[What the task requires]: Each entry below should be returned exactly as is, with the pictures removed.

(Photo-based point labeling data)

※

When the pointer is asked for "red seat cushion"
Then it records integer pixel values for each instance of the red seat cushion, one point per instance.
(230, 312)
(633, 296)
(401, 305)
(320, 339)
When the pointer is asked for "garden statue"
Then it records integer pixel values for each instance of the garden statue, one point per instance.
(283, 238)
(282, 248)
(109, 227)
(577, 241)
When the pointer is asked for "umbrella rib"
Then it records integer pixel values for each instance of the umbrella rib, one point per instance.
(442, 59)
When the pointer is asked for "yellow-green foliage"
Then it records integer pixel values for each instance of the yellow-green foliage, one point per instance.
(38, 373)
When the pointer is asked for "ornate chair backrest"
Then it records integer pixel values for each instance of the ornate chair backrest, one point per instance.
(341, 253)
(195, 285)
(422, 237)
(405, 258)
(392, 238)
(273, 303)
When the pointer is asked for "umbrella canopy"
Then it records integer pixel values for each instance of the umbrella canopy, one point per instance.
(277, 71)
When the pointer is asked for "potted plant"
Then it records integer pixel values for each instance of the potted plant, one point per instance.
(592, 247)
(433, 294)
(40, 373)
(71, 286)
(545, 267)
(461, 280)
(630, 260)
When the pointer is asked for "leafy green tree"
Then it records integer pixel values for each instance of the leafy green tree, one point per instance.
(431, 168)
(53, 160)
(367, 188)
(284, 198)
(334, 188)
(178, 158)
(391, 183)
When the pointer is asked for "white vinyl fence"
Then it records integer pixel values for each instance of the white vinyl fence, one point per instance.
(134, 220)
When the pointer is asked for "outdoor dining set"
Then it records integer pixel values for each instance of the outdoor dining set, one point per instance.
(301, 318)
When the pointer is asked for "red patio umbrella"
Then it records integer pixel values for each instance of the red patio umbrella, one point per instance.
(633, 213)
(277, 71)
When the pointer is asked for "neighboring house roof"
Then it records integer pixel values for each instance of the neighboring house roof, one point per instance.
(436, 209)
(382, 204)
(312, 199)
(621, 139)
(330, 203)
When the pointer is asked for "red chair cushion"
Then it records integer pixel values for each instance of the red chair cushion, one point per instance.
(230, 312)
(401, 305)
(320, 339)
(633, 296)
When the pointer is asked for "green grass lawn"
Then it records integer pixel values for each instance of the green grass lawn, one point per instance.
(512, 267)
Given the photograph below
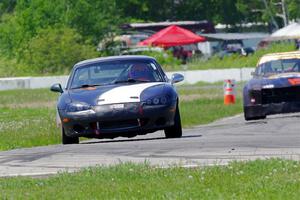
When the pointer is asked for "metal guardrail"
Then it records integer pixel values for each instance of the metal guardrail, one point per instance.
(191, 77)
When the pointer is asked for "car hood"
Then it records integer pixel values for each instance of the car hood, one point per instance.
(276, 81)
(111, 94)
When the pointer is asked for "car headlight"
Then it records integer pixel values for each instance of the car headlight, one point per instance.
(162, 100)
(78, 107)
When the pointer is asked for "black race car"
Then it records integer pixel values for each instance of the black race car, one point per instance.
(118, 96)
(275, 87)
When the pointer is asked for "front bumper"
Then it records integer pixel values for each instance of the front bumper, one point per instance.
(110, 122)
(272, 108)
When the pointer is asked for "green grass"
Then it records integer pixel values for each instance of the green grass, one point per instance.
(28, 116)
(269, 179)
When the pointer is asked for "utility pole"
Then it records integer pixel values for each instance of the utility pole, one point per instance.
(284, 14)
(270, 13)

※

[Exercise answer]:
When the pointer is asked for "red seat cushion"
Then it records integer pixel values for each instance of the red seat cushion, one point per instance.
(230, 312)
(633, 296)
(401, 305)
(320, 339)
When the pointer is asked for "garden statue"
Then it records integer pixel values for each instance of the garden statue, one point per instance.
(283, 238)
(282, 248)
(109, 227)
(577, 241)
When the pointer is asked for "umbrella rib"
Then it records integer pixel values for each instance of the umbrella rib, one point per instance.
(442, 59)
When the pointer is asked for "yellow-green foliage"
Then it records integer pixel values for each instance of the yellow-green foliage, one point per instance.
(38, 373)
When the pointer is asked for "ornate chair backrest"
Then it records integer pixel values for each instance of the ornate chair backrest, one point per instance.
(341, 253)
(195, 285)
(422, 237)
(405, 258)
(392, 238)
(273, 303)
When the pointer is asked for "umbrella canopy"
Then it records integer pixel values for each instance of the umbrella canopy, one point per instance.
(277, 71)
When the pointer is asked for "potted plant"
Then it records integer pixel values for each instance of the potted plant, one point per instance.
(592, 247)
(433, 294)
(40, 373)
(71, 286)
(545, 267)
(461, 280)
(630, 260)
When the pointer is asked for "leafy green tree"
Then it records integer pixel values for each instance of the leafy green tree, one point per instance.
(431, 168)
(53, 160)
(367, 188)
(284, 198)
(334, 188)
(178, 158)
(391, 183)
When the pointer is asked for "white vinyl fence"
Then it records integer pixel values for each instance of the white vinyl fence, one point per instance.
(134, 220)
When the pointer is asked for "outdoor dining set"
Then it records integer pixel values for each instance of the outdoor dining set, one point per instance.
(301, 318)
When the pointer is asked for "red patio umbrella"
Then it records integer pixel values for each instance of the red patio umbrella, one point per instance.
(633, 213)
(277, 71)
When the pointer is asked for "neighboring house roof"
Then it records integer pixel values for each instance of the neighboring house roof, one point per instance.
(436, 209)
(382, 204)
(312, 199)
(621, 139)
(330, 203)
When the pointer is asked for "red chair cushion"
Then it records integer pixel values for each instance of the red chair cushion, one point per instance.
(230, 312)
(401, 305)
(320, 339)
(633, 296)
When the pointer is asked for "green grass lawn"
Then it records integer pixel values for each instance of the green grass lawn, one point per instance.
(512, 267)
Given the photograph below
When the pointer is asked for "metal guardrail"
Then it records integer pixel values for each instance of the metal guardrail, one point per instance.
(191, 77)
When the pointer is asked for "car hood"
Then it records integer pixel values for each instance of the car hood, one point per instance.
(276, 81)
(111, 94)
When the pointer is asked for "car headlight"
Then it records integer pixel values for each instance of the car headlight, one point per instance.
(162, 100)
(78, 107)
When the pointer is asked for "black race car"
Then it records integer pixel values for each instance of the black race car, one point per instance.
(118, 96)
(275, 87)
When the pointer is asked for "front bumper"
Then it records integer pixel values for each instance of the front bumper, one point per instance.
(110, 122)
(272, 108)
When the pointer is asked for "green grass"
Then it records integer pixel values for each instance of the green grass, one point per instance.
(28, 116)
(269, 179)
When the pointer is asked for "utility pole"
Then it records integer pixel values for each instance of the utility pole, one point per instance.
(284, 14)
(270, 13)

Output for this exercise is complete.